* Testo fornito *
..........
Diverse campagne non sono concluse e per alcune colture, per esempio il kiwi, bisognerà anche aspettare che il prodotto sia stoccato nelle celle frigo per la conservazione prima di poter dare una dimensione della situazione (il danno infatti è visibile solo dopo il raffreddamento del prodotto). Di certo c'è che un'annata come quella 2019 non si era mai vista: la cimice asiatica, complice un inverno 2018 mite, che ha aiutato la sopravvivenza delle svernanti, ha colpito su moltissime colture frutticole (pero, pesche e nettarine, kiwi, nocciolo, melo) ma anche orticole e i seminativi (soia, mais).
Per ora di concreto c'è la promessa da parte della ministra dell'Agricoltura Teresa Bellanova di uno stanziamento da 80 milioni in tre anni e quella di sgravi fiscali e contributivi del 50% a favore delle imprese agricole colpite, allo studio poi la possibilità di concordare una moratoria sui mutui. E' qualcosa, ma se si guarda alla conta parziale dei danni, sembra ancora una goccia nel mare.
Dall'Unione europea è poi arrivata una disponibilità di massima ad approvare misure straordinarie per aiutare l'Italia ad affrontare l'emergenza: a Bruxelles devono essersi resi conto che la questione cimice asiatica sta provocando danni, per ora, nelle nostre campagne ma, potenzialmente, è un problema che riguarda tutti.
..........
* Dati archiviati *
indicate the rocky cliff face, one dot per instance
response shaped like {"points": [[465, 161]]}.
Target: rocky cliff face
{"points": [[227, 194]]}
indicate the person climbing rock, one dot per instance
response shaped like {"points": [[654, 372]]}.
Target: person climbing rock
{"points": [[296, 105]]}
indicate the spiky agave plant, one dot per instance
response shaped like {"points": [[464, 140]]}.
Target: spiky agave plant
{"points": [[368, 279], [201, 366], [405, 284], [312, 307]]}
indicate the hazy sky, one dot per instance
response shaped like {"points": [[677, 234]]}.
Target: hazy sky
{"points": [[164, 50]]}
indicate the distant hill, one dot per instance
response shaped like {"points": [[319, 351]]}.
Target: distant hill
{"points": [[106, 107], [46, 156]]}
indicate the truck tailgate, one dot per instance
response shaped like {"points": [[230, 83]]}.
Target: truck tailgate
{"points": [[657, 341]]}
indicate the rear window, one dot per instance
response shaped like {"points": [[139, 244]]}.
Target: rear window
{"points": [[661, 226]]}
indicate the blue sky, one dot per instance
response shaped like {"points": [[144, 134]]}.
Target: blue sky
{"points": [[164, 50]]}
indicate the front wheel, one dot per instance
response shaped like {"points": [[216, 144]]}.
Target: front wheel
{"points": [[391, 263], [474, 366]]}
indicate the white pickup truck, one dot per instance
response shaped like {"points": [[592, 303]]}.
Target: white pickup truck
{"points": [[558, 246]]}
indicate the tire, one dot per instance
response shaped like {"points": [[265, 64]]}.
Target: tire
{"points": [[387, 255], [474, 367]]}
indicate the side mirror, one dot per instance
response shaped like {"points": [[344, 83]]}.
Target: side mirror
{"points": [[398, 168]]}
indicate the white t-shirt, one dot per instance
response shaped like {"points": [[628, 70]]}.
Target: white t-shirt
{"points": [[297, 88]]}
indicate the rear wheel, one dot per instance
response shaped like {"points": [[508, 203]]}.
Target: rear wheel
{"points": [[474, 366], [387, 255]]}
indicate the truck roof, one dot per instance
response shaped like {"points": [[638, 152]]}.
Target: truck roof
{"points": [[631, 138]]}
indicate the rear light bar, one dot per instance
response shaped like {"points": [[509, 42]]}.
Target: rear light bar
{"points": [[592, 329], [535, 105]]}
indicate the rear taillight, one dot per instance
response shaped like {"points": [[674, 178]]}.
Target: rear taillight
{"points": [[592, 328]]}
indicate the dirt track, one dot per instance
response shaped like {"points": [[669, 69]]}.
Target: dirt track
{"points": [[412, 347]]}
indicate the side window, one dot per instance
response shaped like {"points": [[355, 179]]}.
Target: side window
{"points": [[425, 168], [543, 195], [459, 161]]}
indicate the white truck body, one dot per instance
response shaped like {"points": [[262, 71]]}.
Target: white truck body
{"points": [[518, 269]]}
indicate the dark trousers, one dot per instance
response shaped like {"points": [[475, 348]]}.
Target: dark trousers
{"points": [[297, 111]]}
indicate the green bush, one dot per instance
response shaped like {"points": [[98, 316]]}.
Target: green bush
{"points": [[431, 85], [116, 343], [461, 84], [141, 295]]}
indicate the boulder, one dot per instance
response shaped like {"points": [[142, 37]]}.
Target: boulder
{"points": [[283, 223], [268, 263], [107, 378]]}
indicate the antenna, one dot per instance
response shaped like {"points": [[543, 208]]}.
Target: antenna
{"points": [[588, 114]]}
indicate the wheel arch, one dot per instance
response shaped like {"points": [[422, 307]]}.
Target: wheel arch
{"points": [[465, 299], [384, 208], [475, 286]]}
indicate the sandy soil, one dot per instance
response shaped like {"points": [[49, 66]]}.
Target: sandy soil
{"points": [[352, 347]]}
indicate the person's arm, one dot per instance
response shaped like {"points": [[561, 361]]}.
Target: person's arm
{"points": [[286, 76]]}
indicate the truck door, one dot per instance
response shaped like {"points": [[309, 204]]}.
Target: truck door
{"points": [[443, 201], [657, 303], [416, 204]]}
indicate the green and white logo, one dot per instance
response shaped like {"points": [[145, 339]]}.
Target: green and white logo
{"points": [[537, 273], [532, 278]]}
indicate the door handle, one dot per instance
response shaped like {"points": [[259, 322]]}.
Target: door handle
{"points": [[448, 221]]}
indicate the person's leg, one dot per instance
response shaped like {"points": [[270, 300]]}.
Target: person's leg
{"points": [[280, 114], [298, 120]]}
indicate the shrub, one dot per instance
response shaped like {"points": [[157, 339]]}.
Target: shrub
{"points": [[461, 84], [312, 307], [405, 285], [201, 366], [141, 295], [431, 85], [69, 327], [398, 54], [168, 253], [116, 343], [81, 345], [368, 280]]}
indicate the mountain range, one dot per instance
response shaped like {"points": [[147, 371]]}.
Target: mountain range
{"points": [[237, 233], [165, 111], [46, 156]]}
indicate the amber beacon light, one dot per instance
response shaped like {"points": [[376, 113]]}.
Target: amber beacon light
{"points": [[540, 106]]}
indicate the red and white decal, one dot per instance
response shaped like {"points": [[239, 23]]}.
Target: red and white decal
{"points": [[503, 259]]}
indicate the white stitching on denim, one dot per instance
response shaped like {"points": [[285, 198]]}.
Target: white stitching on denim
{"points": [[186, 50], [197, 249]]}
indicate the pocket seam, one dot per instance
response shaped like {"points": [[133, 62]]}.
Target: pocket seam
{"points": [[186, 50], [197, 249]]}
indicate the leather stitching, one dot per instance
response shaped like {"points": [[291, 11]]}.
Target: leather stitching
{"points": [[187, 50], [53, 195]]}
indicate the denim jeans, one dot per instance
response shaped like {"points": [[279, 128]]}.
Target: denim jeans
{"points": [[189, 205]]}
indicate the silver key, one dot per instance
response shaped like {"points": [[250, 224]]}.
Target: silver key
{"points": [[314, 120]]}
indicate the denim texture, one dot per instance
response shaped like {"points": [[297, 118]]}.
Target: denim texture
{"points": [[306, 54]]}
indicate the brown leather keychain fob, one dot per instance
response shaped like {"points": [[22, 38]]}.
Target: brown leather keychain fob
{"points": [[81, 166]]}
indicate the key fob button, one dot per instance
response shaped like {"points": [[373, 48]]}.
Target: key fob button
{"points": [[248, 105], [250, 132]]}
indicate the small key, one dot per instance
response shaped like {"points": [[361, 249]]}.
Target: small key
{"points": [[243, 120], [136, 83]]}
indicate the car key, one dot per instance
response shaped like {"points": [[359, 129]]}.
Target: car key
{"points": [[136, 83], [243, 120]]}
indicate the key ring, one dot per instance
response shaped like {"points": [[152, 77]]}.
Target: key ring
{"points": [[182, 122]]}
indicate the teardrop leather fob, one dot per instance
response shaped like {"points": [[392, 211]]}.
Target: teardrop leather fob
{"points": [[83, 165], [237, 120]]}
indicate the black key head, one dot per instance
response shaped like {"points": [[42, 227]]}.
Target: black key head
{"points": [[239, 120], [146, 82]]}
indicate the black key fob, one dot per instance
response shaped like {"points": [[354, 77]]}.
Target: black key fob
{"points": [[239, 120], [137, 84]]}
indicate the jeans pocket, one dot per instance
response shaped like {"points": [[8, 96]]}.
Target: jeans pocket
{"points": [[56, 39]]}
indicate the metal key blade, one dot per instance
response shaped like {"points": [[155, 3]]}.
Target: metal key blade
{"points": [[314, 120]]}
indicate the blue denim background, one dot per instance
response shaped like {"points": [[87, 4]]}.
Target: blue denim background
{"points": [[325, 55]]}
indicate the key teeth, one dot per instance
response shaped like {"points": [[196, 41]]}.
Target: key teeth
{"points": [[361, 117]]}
..........
* Compiti da svolgere *
a) Copia dal testo sulla cimice asiatica il passo che va da "Dall'Unione europea è" fino a "che riguarda tutti." compreso.
b) In una-tre frasi, spiega perché, secondo il testo sulla cimice asiatica, per il kiwi occorre aspettare lo stoccaggio in frigorifero prima di valutare la situazione.

* Risultati per compito *
a)
Dall'Unione europea è poi arrivata una disponibilità di massima ad approvare misure straordinarie per aiutare l'Italia ad affrontare l'emergenza: a Bruxelles devono essersi resi conto che la questione cimice asiatica sta provocando danni, per ora, nelle nostre campagne ma, potenzialmente, è un problema che riguarda tutti.

b) Per il kiwi bisogna attendere che il prodotto sia stoccato in frigorifero per la conservazione, perché il danno diventa visibile solo dopo il raffreddamento del prodotto.